Supplied records =
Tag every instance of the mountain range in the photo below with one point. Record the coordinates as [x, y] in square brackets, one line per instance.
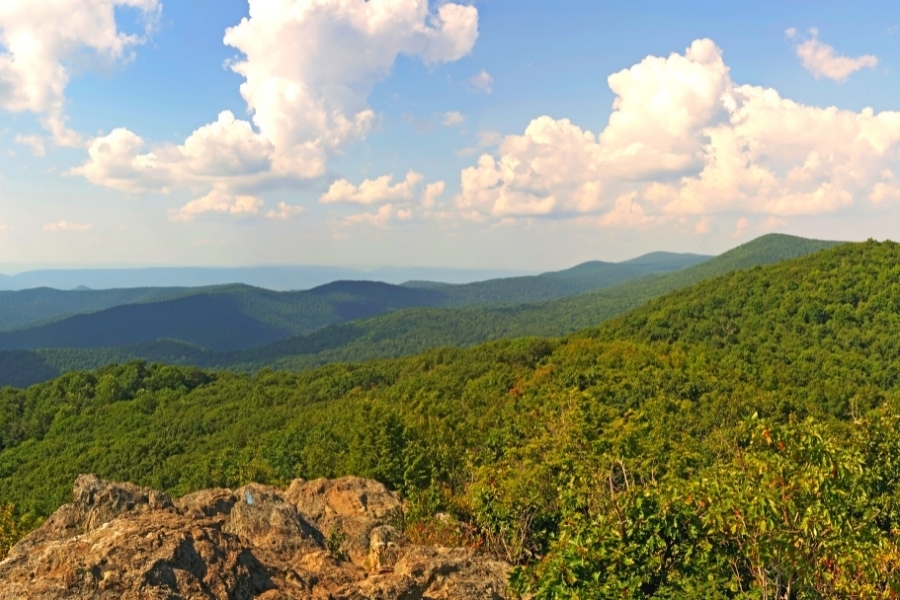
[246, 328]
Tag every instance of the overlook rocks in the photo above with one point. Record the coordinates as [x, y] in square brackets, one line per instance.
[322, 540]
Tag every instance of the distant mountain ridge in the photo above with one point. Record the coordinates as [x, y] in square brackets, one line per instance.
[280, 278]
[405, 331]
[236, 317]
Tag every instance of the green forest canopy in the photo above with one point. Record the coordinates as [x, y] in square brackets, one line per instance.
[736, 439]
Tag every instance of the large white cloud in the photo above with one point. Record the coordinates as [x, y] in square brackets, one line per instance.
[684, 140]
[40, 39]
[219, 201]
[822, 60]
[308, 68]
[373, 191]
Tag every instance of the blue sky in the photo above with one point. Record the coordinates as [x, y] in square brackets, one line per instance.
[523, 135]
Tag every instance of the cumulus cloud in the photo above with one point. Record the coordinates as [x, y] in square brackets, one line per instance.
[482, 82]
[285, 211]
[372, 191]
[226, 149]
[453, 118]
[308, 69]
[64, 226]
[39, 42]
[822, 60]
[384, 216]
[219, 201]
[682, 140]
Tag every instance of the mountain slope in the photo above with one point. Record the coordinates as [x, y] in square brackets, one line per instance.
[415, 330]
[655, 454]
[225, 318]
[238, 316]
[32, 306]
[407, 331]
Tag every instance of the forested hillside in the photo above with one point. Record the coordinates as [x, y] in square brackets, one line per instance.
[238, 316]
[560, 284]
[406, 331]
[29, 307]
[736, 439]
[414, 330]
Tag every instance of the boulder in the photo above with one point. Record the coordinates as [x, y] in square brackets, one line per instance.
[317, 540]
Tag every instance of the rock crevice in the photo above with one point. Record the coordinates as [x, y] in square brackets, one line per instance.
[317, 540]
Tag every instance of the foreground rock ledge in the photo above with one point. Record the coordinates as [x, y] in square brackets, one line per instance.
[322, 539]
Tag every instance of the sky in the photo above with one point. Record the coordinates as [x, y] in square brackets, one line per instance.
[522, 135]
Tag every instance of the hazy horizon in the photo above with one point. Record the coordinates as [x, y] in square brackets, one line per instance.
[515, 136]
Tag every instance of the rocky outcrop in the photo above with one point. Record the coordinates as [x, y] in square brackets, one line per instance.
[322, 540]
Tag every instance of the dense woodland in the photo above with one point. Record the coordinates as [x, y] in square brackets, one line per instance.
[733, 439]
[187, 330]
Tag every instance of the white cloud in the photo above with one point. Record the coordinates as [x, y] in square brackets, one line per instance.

To do =
Restate the whole listing above exactly, please, omitting every image.

Solution to the problem =
Tag every instance of the mountain range in the photo below with one point. Record the coordinates as [x, y] in square brackets, one line per instance.
[246, 328]
Tag every instance of the overlook rocks in the photo above with one point. Record the coordinates as [x, y] in square brackets, one line per instance.
[322, 540]
Tag every instance of the distant mountain ridge in the photo above with one point. Record the coordinates as [x, y] in square brackets, one line per instance.
[280, 278]
[405, 331]
[236, 317]
Tag every instance of the green forest canopy in the photo above with one point. Record the coordinates as [x, y] in square brackets, one line per instance.
[736, 439]
Tag every instance of the large white cloud in the photo above with one point. Record the coordinates as [x, y] in square brackets, one line per instance.
[684, 140]
[40, 39]
[219, 201]
[822, 60]
[308, 68]
[373, 191]
Tag every instance of the blue sky in the photo above with one point. Record the coordinates as [x, y] in square brackets, one line per instance.
[523, 135]
Tag every instance of the cumulus cloud in the photo above with one point. Record the coordinates as [x, y] in square brackets, one line per instance.
[482, 82]
[285, 211]
[372, 191]
[226, 149]
[453, 118]
[308, 69]
[64, 226]
[39, 42]
[822, 60]
[384, 216]
[219, 201]
[682, 140]
Tag every instance of the mountain slope in the photo above with one point. Record the coordinates as [x, y] in square brackets, one line per instance.
[415, 330]
[655, 454]
[225, 318]
[238, 316]
[32, 306]
[407, 331]
Tag every instance of the forested hillside in the photo above with one point. Record the coordinates as [x, y] in square brackets, one line per instance.
[238, 316]
[560, 284]
[406, 331]
[29, 307]
[736, 439]
[414, 330]
Tag every instance of the boulder in the photo above with one point. Record the coordinates as [x, y] in square brackets, one line per instance.
[317, 540]
Tag every instance of the rock crevice in the photo above with one point. Record the coordinates as [x, y] in square brackets, one line per instance.
[317, 540]
Tag every instance of the foreground rock ledge in the photo above with one point. Record the coordinates as [x, y] in square brackets, one line per instance.
[322, 539]
Tag every instance of the sky in the photo above with one point. Record the coordinates as [x, y] in square brackets, one line per instance.
[522, 135]
Tag every instance of the hazy horizon in the photo above with one point. Record the coordinates as [x, y] in square brackets, one line per instance.
[515, 136]
Tag every instance of the rocky outcrop in the photo above with one point. Record the coordinates as [x, y] in square brackets, one line per instance.
[322, 540]
Tag every instance of the dense woodland in the photo above with one point. Record the coordinates as [x, y] in square brackets, one line per instance.
[733, 439]
[187, 330]
Tag every instance of the white cloud in the photo above with one point. Record the coordinates as [x, y] in square brackets, one line per instance.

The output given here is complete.